_Recorded data_

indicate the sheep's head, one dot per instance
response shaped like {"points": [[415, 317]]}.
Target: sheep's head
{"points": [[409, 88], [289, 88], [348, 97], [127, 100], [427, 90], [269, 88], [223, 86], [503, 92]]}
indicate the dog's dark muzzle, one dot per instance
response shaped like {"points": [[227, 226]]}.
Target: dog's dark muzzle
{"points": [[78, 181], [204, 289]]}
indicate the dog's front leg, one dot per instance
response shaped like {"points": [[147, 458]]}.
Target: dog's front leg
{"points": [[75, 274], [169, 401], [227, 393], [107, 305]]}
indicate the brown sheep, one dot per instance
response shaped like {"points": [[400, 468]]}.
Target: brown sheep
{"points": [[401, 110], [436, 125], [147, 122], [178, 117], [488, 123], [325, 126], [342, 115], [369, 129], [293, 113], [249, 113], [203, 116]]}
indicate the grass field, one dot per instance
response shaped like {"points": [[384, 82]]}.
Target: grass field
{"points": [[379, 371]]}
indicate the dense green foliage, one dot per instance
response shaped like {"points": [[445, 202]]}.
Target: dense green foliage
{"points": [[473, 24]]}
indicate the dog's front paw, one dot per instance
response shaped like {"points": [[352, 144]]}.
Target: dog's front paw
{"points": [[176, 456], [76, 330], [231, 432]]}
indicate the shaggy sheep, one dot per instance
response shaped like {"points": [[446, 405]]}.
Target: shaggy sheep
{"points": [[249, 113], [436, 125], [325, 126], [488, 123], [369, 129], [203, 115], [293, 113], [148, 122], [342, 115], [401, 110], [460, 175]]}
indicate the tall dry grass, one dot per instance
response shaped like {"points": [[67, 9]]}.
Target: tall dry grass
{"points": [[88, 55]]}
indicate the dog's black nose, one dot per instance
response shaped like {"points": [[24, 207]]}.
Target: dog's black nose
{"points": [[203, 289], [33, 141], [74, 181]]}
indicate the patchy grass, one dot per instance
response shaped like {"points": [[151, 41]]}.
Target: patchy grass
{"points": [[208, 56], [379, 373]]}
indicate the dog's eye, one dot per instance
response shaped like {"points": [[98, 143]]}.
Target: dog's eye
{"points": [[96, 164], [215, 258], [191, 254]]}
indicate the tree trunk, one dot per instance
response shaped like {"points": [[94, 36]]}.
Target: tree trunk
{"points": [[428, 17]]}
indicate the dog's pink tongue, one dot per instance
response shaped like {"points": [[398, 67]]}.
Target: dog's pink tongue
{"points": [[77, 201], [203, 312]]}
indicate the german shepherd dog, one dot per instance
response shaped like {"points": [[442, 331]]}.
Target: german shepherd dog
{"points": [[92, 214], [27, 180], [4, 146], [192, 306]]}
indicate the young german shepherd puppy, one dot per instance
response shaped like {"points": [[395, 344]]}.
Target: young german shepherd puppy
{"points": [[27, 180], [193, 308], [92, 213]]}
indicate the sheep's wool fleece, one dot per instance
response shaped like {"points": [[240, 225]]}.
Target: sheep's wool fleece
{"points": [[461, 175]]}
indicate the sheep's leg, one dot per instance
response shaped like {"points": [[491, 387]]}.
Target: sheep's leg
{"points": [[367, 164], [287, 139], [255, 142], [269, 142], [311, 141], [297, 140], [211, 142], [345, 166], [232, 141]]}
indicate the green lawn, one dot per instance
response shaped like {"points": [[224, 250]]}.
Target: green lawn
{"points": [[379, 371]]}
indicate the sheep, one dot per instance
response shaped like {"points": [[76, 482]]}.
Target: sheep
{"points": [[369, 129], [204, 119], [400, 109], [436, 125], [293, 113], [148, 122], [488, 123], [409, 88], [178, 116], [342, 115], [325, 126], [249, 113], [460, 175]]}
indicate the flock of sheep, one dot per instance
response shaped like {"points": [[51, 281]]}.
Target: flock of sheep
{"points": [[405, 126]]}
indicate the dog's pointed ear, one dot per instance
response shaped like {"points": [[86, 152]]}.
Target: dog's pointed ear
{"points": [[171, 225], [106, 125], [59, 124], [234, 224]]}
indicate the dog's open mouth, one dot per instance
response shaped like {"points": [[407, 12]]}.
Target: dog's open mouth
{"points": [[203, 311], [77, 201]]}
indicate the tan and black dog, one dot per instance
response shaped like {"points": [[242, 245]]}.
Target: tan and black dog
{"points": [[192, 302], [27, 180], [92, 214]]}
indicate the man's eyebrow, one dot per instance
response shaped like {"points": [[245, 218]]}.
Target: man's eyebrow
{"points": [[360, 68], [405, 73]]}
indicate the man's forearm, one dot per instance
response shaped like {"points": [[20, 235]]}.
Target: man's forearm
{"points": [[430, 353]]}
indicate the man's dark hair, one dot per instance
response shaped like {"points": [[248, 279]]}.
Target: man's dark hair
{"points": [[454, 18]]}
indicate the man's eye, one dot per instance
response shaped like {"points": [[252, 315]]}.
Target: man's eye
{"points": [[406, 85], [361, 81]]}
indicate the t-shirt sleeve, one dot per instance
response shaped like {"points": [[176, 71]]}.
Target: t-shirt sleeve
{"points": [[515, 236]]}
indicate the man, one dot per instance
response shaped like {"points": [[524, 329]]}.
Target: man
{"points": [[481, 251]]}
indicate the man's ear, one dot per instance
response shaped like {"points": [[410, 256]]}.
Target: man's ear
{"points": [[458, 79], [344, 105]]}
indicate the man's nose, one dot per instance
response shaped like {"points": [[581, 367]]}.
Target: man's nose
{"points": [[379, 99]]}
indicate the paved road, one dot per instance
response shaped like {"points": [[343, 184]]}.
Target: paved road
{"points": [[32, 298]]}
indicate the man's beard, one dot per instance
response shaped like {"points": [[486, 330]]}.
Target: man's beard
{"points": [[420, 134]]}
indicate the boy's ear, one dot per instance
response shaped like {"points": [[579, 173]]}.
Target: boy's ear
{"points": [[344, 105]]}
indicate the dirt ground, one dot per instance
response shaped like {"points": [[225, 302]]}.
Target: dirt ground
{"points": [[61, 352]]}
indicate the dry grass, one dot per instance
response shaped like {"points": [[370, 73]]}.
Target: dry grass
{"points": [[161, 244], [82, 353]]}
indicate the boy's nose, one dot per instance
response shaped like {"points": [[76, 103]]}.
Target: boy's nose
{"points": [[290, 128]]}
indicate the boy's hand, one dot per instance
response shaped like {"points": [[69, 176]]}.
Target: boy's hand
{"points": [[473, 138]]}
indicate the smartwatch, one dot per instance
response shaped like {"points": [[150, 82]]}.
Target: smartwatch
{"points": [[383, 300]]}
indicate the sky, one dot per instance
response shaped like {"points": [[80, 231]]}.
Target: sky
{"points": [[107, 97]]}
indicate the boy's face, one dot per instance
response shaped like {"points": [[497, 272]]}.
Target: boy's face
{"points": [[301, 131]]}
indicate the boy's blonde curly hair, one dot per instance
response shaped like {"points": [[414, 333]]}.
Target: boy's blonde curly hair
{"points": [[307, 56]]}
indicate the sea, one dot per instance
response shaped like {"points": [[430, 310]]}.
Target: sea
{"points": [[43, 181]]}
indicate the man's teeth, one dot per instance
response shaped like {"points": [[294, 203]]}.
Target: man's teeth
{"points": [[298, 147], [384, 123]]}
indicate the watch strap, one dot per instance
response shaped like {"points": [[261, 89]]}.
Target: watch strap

_Task to complete_
Could you copy all of the items above line for line, without changing a single character?

_Exercise output_
indicate the sheep's head, one dot per instance
response shaped like {"points": [[415, 317]]}.
Target: sheep's head
{"points": [[409, 88], [289, 88], [348, 97], [127, 100], [427, 90], [269, 88], [223, 86], [503, 92]]}
indicate the dog's dark muzzle, one dot per instance
response shaped like {"points": [[227, 226]]}.
Target: dog's dark muzzle
{"points": [[78, 181], [204, 289]]}
indicate the dog's front leg, one dot per instance
response shaped like {"points": [[147, 458]]}.
Target: dog's front leg
{"points": [[75, 274], [169, 401], [227, 393], [107, 305]]}
indicate the brown sheep, one dot per instance
response shaped like {"points": [[400, 468]]}.
Target: brown sheep
{"points": [[401, 110], [436, 125], [147, 122], [178, 117], [488, 123], [325, 126], [342, 115], [369, 129], [293, 113], [249, 113], [203, 116]]}
indicate the grass field, one dot per instance
response shaped like {"points": [[384, 82]]}.
Target: grass field
{"points": [[379, 371]]}
indicate the dense green foliage, one dot per instance
response shaped like {"points": [[445, 202]]}.
Target: dense green foliage
{"points": [[473, 24]]}
indicate the dog's front paw, one dot per instance
response shaped like {"points": [[352, 144]]}.
Target: dog's front paw
{"points": [[176, 456], [76, 330], [231, 432]]}
indicate the shaggy sheep, one dot per instance
response shaped like {"points": [[446, 405]]}.
Target: shaggy sheep
{"points": [[249, 113], [436, 125], [325, 126], [488, 123], [369, 129], [203, 115], [293, 113], [148, 122], [342, 115], [401, 110], [460, 175]]}
indicate the tall dry grass, one dot per instance
response shaped like {"points": [[67, 9]]}.
Target: tall dry grass
{"points": [[88, 55]]}
indicate the dog's black nose, one dot per instance
response shaped like {"points": [[24, 207]]}.
Target: dog's black nose
{"points": [[203, 289], [33, 141], [74, 181]]}
indicate the patchy grass, one dot per instance
response shaped like {"points": [[151, 41]]}.
Target: patchy grass
{"points": [[208, 56], [379, 373]]}
indicate the dog's eye, one dot per instance
response shaped like {"points": [[98, 143]]}.
Target: dog's eye
{"points": [[96, 164], [215, 258], [191, 254]]}
indicate the tree trunk, one dot per instance
response shaped like {"points": [[94, 36]]}.
Target: tree trunk
{"points": [[428, 17]]}
indicate the dog's pink tongue, one dot per instance
response shaped like {"points": [[398, 67]]}.
Target: dog's pink tongue
{"points": [[77, 201], [203, 312]]}
indicate the german shepherd dog, one dot per instance
response shaped like {"points": [[442, 331]]}.
Target: german shepherd dog
{"points": [[92, 214], [27, 180], [4, 146], [192, 306]]}
indicate the young german shepherd puppy, one dot per instance
response shaped like {"points": [[395, 344]]}.
Target: young german shepherd puppy
{"points": [[27, 180], [193, 308], [92, 213]]}
indicate the sheep's wool fleece, one dot per instance
response shaped like {"points": [[240, 225]]}.
Target: sheep's wool fleece
{"points": [[461, 175]]}
indicate the sheep's leg, one dot per instance
response shaped like {"points": [[491, 387]]}.
Target: sheep's leg
{"points": [[367, 164], [287, 139], [255, 142], [269, 142], [311, 141], [297, 140], [211, 142], [345, 166], [232, 141]]}
indicate the green lawn, one dot per instance
response shaped like {"points": [[224, 250]]}.
Target: green lawn
{"points": [[379, 371]]}
indicate the sheep, one dot per instance
response shaped like {"points": [[76, 482]]}.
Target: sheep
{"points": [[369, 129], [204, 119], [400, 109], [436, 125], [293, 113], [148, 122], [488, 123], [409, 88], [178, 116], [342, 115], [325, 126], [249, 113], [460, 175]]}
indicate the flock of sheep, one dot per instance
response shaped like {"points": [[51, 281]]}.
Target: flock of sheep
{"points": [[405, 126]]}
indicate the dog's pointed ear, one dot per instance
response shaped like {"points": [[86, 152]]}.
Target: dog's pointed ear
{"points": [[171, 225], [106, 125], [59, 124], [234, 224]]}
indicate the dog's open mouth, one dot per instance
response shaped like {"points": [[407, 12]]}.
Target: dog's open mouth
{"points": [[203, 311], [77, 201]]}
indicate the tan and black dog, one dot per instance
response shaped like {"points": [[242, 245]]}.
Target: tan and black dog
{"points": [[192, 302], [27, 180], [92, 214]]}
indicate the man's eyebrow, one dot per instance
response shaped like {"points": [[245, 218]]}.
Target: man's eyebrow
{"points": [[360, 68], [405, 73]]}
indicate the man's forearm, one dot per instance
response shaped like {"points": [[20, 235]]}.
Target: man's forearm
{"points": [[430, 353]]}
indicate the man's dark hair, one dot per instance
response shaped like {"points": [[248, 279]]}.
Target: man's dark hair
{"points": [[454, 18]]}
indicate the man's eye, one dot per instance
response shaped like {"points": [[252, 315]]}.
Target: man's eye
{"points": [[406, 85], [361, 81]]}
indicate the t-shirt sleeve, one dot per instance
response shaped like {"points": [[176, 71]]}.
Target: t-shirt sleeve
{"points": [[515, 236]]}
indicate the man, one dot per instance
response shaped like {"points": [[524, 329]]}.
Target: man
{"points": [[481, 251]]}
indicate the man's ear, one dot per instance
response shaped like {"points": [[410, 256]]}.
Target: man's ear
{"points": [[458, 79], [344, 105]]}
indicate the man's nose, one dot per instance
response shaped like {"points": [[581, 367]]}.
Target: man's nose
{"points": [[379, 99]]}
indicate the paved road, one dot per instance
response shaped like {"points": [[343, 184]]}.
Target: paved road
{"points": [[32, 298]]}
indicate the man's beard, one dot per instance
response shaped like {"points": [[486, 330]]}.
Target: man's beard
{"points": [[420, 134]]}
indicate the boy's ear, one dot per instance
response shaped like {"points": [[579, 173]]}.
Target: boy's ear
{"points": [[344, 105]]}
indicate the dirt ground, one dot per instance
response shaped like {"points": [[225, 302]]}.
Target: dirt ground
{"points": [[61, 352]]}
indicate the dry grass, one dot per instance
response shaped like {"points": [[370, 73]]}.
Target: dry grass
{"points": [[161, 244], [82, 353]]}
indicate the boy's nose, one dot per instance
response shaped like {"points": [[76, 103]]}.
Target: boy's nose
{"points": [[290, 128]]}
indicate the boy's hand, one dot per instance
response shaped like {"points": [[69, 176]]}.
Target: boy's hand
{"points": [[473, 138]]}
indicate the smartwatch, one dot per instance
response shaped like {"points": [[150, 82]]}.
Target: smartwatch
{"points": [[383, 300]]}
indicate the sky, one dot per instance
response shaped like {"points": [[80, 231]]}.
Target: sky
{"points": [[107, 97]]}
indicate the boy's face, one dot per instance
response shaped like {"points": [[497, 272]]}.
Target: boy's face
{"points": [[301, 131]]}
indicate the boy's blonde curly hair, one dot per instance
response shaped like {"points": [[414, 333]]}.
Target: boy's blonde curly hair
{"points": [[307, 56]]}
indicate the sea, one dot per instance
response shaped like {"points": [[430, 310]]}.
Target: sea
{"points": [[43, 181]]}
indicate the man's teeth, one dot per instance
response shaped like {"points": [[294, 203]]}.
Target: man's teeth
{"points": [[298, 147], [384, 123]]}
indicate the watch strap, one dot per instance
response shaped like {"points": [[261, 89]]}.
Target: watch strap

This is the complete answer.